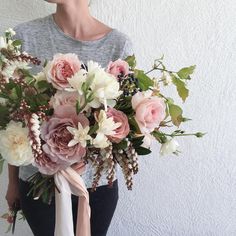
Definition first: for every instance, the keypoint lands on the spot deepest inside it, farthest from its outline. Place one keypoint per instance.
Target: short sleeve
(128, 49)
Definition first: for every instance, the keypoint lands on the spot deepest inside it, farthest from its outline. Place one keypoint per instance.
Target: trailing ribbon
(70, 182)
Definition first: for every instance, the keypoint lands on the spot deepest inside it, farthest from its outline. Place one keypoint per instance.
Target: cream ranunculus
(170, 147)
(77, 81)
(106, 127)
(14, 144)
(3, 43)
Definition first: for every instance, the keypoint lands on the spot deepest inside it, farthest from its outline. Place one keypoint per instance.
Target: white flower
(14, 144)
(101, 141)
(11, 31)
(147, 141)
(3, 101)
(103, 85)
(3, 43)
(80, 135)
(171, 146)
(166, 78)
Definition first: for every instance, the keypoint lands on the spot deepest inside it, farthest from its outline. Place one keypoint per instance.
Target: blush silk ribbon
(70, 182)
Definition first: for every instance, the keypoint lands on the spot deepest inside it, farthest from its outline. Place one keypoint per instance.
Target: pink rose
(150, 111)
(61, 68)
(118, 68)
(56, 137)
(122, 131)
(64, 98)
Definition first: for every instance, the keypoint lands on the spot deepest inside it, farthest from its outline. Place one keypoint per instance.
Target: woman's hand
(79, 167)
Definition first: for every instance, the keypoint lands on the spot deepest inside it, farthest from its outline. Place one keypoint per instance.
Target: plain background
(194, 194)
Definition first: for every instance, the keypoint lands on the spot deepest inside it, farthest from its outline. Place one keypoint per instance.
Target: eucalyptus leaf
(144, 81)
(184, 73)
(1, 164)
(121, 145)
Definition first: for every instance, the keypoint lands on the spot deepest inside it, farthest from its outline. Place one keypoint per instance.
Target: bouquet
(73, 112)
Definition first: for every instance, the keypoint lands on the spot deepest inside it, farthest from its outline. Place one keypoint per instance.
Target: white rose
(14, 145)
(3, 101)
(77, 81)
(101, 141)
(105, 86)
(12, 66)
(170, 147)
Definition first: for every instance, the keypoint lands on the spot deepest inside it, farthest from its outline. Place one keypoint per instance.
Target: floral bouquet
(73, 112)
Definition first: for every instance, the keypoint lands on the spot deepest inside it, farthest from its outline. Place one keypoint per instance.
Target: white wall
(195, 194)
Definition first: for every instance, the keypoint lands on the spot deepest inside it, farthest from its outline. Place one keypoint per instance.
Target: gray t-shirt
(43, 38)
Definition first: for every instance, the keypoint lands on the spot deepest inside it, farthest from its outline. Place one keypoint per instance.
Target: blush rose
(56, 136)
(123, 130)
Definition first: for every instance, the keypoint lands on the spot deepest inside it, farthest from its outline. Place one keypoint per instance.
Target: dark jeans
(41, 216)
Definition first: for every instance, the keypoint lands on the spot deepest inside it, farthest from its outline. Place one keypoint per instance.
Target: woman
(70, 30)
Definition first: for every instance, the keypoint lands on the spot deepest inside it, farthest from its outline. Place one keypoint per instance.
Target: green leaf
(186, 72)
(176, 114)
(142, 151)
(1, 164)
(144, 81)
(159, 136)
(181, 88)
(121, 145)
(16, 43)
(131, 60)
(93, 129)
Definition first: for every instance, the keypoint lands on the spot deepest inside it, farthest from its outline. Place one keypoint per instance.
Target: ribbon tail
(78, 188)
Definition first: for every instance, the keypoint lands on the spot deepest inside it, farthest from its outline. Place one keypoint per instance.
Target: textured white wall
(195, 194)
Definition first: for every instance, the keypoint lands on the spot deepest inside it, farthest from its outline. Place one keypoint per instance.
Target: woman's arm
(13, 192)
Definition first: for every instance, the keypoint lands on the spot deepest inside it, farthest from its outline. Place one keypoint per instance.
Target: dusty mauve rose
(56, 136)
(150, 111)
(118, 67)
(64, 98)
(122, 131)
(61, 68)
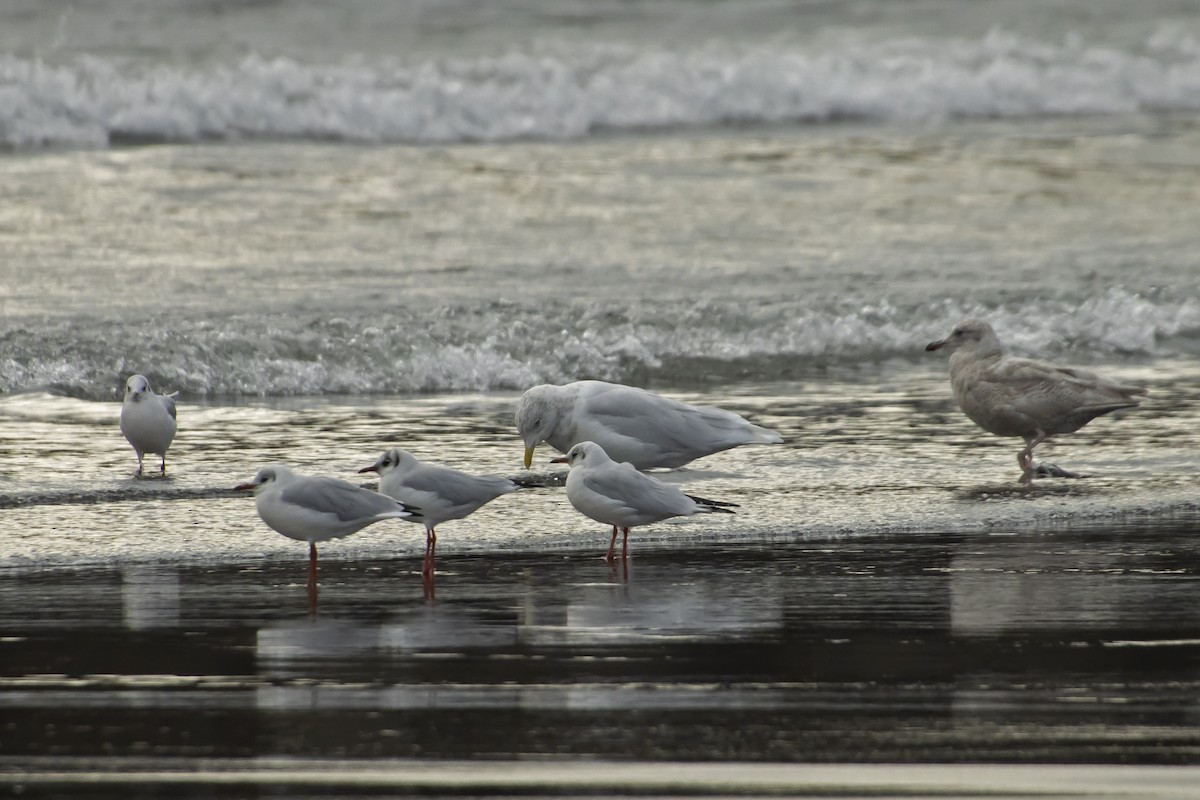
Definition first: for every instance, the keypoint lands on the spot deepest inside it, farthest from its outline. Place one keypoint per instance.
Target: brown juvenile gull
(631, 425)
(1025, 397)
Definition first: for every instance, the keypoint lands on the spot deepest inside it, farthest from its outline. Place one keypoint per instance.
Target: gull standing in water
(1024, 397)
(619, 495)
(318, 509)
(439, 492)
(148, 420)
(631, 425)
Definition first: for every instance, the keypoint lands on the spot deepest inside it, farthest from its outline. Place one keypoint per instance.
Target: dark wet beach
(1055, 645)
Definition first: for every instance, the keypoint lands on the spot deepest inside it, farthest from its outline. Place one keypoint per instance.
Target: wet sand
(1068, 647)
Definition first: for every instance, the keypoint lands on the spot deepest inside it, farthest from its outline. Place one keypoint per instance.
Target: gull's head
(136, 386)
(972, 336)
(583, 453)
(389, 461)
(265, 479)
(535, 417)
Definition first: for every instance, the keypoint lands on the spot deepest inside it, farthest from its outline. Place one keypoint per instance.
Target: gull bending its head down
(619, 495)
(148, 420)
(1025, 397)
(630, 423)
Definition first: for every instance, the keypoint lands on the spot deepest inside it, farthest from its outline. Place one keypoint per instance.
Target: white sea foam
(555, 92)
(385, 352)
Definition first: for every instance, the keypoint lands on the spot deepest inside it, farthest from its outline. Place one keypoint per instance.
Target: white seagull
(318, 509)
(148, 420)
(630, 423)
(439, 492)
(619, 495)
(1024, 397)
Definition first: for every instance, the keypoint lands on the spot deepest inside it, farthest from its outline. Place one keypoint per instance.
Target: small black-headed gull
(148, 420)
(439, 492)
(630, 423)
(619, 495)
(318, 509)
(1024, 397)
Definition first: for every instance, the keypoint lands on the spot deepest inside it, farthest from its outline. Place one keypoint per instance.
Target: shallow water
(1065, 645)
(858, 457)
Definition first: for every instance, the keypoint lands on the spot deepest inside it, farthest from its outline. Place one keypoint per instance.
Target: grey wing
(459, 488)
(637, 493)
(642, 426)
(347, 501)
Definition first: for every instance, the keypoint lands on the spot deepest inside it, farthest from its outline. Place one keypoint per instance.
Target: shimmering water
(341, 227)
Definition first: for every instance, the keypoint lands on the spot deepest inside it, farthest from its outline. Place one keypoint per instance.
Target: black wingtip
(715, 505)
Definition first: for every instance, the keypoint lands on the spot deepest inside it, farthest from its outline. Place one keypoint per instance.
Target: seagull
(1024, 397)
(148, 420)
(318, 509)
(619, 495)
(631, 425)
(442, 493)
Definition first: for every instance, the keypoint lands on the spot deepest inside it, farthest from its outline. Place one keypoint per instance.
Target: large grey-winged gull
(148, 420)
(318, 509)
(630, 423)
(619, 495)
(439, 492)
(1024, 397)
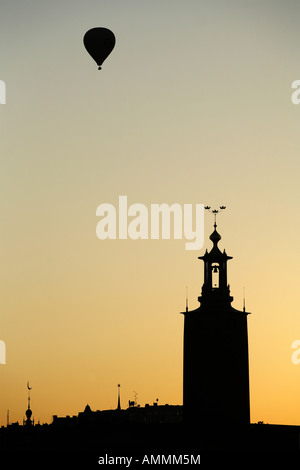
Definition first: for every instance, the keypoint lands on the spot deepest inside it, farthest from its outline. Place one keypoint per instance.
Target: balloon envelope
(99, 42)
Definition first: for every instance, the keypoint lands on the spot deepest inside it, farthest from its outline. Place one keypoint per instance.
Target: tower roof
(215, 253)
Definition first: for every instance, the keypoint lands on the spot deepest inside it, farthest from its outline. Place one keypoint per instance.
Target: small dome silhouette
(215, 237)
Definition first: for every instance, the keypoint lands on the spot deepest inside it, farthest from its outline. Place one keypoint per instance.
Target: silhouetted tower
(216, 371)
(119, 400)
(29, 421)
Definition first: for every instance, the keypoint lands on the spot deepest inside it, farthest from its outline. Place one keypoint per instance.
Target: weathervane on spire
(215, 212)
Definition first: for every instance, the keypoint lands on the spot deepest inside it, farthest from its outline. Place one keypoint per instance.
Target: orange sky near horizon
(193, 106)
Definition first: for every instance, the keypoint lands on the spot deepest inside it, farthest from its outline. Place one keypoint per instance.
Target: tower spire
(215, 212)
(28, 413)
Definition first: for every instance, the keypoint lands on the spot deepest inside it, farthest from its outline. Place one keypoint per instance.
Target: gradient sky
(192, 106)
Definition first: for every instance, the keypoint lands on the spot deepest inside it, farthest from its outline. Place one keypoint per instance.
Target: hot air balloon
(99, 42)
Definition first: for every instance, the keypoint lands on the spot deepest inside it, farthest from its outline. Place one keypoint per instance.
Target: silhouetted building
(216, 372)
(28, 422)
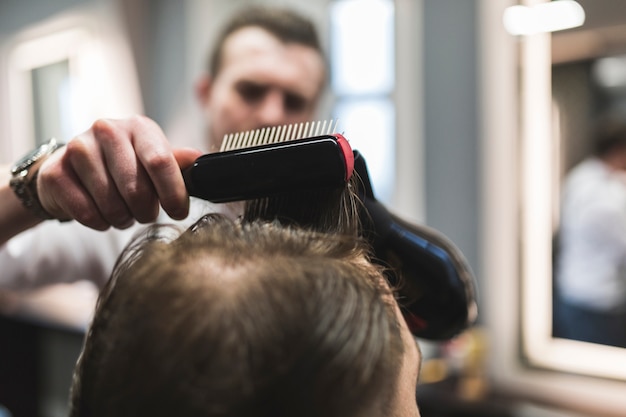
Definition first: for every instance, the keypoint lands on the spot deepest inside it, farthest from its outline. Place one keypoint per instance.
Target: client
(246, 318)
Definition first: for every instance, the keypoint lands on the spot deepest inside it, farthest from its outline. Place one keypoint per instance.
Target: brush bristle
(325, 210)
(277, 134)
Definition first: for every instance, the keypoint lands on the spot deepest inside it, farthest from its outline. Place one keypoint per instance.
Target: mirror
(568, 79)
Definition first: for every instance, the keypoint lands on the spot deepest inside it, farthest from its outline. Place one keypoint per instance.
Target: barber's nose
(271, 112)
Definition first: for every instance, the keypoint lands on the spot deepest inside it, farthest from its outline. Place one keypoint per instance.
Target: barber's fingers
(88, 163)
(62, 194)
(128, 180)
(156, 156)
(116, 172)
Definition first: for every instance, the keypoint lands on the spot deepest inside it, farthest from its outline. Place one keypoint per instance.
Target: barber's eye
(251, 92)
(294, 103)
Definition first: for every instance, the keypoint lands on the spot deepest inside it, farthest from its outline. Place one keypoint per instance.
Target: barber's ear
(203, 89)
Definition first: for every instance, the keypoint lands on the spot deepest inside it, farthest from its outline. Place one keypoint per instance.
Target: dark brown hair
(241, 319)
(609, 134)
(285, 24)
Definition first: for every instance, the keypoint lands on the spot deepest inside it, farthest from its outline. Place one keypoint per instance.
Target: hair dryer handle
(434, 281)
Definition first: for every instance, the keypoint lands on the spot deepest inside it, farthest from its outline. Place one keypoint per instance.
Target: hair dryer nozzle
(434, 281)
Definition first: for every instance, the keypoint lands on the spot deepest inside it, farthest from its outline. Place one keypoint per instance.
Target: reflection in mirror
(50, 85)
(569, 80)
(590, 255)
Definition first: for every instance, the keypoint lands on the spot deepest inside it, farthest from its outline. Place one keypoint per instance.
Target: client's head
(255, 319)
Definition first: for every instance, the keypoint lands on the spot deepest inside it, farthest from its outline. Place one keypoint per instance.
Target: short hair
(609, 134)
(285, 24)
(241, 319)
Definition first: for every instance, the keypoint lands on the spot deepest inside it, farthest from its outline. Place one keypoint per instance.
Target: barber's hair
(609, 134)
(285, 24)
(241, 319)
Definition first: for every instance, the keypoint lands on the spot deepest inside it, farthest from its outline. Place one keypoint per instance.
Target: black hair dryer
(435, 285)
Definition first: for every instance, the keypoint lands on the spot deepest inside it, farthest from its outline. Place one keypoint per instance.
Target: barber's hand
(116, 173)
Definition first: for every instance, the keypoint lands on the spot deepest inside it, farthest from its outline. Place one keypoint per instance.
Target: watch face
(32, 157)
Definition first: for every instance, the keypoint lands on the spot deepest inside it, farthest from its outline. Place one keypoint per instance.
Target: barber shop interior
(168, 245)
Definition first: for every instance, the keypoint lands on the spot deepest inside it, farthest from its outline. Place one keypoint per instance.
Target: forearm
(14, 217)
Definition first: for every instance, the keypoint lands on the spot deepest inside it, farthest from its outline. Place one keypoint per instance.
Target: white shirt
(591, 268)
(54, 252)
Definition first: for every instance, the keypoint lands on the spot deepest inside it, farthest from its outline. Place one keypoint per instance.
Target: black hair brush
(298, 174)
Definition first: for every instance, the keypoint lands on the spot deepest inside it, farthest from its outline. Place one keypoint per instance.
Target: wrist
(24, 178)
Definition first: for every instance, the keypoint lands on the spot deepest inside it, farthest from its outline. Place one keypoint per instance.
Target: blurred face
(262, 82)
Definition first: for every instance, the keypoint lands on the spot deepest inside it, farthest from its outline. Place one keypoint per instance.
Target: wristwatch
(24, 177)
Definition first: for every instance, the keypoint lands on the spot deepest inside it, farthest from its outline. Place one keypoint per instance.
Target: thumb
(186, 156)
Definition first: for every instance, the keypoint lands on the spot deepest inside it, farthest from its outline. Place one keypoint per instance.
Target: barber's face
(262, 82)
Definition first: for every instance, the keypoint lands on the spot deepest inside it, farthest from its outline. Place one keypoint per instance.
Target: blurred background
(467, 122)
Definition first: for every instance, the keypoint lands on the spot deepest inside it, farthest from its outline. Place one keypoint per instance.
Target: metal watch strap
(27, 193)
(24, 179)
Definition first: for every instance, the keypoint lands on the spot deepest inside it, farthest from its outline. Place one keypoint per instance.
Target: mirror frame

Short problem: Please pull out every line of the rows above that contains the word "tower", treating uppercase and lowercase as different.

Output for this task:
Target: tower roof
Target: silhouetted tower
Target: tower spire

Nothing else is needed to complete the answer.